YOUR INSTRUCTIONS: Collect every line below that contains the word "statue". Case counts.

Bounding box annotation lines:
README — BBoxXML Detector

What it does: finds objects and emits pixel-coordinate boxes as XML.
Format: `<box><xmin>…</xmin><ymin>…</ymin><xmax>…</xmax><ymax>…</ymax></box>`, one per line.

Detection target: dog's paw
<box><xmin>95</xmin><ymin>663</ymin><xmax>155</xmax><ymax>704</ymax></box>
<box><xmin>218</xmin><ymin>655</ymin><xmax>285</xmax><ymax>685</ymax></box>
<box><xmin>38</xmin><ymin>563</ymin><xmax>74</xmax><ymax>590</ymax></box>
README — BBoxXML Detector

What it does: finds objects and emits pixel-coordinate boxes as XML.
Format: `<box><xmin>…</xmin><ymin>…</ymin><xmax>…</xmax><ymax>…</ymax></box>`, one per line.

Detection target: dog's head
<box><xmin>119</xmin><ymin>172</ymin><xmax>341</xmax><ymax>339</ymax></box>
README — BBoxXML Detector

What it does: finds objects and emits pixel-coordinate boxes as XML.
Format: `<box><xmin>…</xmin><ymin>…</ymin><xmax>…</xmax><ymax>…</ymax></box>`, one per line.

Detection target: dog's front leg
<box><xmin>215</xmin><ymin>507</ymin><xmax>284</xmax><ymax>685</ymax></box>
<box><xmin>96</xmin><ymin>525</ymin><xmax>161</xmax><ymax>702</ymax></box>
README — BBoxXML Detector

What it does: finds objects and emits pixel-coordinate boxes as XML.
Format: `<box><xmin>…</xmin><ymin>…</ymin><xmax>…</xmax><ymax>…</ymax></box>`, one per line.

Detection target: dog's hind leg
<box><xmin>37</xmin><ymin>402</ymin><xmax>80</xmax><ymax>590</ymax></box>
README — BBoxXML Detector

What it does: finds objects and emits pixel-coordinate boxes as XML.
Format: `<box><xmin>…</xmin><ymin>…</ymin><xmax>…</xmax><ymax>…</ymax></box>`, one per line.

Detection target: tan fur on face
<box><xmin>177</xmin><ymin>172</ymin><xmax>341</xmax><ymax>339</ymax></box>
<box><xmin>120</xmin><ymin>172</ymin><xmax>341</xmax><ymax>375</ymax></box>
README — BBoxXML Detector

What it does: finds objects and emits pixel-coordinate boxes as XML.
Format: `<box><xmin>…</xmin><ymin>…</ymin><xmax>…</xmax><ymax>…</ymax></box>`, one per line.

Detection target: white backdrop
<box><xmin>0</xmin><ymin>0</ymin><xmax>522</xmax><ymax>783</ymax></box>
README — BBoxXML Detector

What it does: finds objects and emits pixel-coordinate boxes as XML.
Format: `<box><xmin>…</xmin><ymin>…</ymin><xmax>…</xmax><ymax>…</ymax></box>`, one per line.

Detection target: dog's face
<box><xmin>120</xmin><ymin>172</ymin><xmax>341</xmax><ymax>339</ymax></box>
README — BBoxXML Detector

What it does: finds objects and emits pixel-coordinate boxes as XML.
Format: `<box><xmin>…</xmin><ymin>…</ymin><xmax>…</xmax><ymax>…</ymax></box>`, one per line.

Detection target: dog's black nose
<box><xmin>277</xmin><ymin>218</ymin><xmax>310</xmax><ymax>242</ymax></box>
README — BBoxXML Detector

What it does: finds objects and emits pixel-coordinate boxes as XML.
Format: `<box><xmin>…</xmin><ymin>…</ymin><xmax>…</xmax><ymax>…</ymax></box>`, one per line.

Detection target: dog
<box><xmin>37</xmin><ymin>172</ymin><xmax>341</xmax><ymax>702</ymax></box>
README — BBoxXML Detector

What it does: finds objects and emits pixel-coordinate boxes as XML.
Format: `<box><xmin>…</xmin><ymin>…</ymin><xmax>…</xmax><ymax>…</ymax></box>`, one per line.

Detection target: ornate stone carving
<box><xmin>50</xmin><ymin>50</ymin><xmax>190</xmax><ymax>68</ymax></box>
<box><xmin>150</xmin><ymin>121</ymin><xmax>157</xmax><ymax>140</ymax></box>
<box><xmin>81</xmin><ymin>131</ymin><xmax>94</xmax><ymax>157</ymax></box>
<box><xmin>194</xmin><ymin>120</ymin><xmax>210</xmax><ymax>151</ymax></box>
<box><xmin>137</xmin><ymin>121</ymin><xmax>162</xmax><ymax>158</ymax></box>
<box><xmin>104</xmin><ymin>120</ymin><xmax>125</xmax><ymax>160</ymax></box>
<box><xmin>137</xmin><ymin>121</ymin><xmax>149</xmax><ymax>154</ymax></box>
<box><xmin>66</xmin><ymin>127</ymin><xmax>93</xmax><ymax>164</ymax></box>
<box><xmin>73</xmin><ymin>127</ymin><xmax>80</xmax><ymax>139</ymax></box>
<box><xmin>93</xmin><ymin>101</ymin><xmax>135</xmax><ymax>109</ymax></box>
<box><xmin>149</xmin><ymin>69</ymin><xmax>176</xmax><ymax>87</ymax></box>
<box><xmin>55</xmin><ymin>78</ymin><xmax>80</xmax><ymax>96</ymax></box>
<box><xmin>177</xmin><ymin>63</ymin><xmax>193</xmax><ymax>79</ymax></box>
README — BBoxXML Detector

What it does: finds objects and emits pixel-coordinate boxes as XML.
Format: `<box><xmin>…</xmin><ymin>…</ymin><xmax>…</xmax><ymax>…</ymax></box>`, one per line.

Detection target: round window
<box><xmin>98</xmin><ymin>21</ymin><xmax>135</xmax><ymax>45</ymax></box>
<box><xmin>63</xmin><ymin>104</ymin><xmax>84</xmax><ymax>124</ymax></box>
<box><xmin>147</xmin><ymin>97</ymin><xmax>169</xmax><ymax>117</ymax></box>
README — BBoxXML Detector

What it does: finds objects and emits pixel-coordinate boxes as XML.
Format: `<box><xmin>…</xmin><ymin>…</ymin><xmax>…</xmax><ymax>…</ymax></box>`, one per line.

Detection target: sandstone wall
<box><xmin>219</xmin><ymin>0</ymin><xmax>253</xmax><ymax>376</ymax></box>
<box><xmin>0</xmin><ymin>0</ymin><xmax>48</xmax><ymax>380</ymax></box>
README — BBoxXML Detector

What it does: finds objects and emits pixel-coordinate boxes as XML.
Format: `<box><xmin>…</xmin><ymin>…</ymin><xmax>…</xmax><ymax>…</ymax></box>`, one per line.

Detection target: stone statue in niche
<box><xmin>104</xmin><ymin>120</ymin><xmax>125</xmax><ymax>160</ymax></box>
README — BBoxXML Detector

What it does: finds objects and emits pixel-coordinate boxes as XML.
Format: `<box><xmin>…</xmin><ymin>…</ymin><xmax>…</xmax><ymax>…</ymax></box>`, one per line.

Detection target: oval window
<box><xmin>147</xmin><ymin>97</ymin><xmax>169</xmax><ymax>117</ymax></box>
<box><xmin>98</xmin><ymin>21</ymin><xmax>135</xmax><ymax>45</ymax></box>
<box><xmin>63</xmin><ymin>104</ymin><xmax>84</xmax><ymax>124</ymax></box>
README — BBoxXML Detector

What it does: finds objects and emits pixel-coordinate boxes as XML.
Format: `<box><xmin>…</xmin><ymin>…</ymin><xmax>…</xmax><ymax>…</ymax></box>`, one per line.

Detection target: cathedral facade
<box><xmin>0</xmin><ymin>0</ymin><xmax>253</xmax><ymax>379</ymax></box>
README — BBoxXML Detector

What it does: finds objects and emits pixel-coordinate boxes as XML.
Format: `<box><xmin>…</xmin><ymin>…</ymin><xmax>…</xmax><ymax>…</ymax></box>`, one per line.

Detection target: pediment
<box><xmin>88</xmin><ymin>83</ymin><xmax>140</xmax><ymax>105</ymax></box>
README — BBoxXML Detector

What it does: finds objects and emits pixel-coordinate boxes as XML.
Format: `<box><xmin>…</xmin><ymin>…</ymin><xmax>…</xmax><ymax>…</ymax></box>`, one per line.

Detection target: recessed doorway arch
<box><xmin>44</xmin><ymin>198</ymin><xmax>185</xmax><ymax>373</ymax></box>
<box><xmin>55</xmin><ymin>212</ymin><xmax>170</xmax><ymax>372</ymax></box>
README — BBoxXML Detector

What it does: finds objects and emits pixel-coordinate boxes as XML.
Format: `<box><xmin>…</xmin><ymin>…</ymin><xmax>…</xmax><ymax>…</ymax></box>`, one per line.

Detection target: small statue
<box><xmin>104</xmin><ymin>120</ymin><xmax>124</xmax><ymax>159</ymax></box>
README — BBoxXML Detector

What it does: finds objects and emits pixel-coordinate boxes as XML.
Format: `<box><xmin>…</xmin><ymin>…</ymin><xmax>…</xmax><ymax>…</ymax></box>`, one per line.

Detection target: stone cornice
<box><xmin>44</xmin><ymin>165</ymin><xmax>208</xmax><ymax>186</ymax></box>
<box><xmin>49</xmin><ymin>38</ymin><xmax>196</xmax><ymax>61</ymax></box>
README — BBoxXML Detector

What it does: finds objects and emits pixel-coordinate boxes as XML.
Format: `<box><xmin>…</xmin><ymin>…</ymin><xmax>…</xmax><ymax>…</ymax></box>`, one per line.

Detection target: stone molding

TASK RESPONSE:
Detection target: stone statue in niche
Detection target: small statue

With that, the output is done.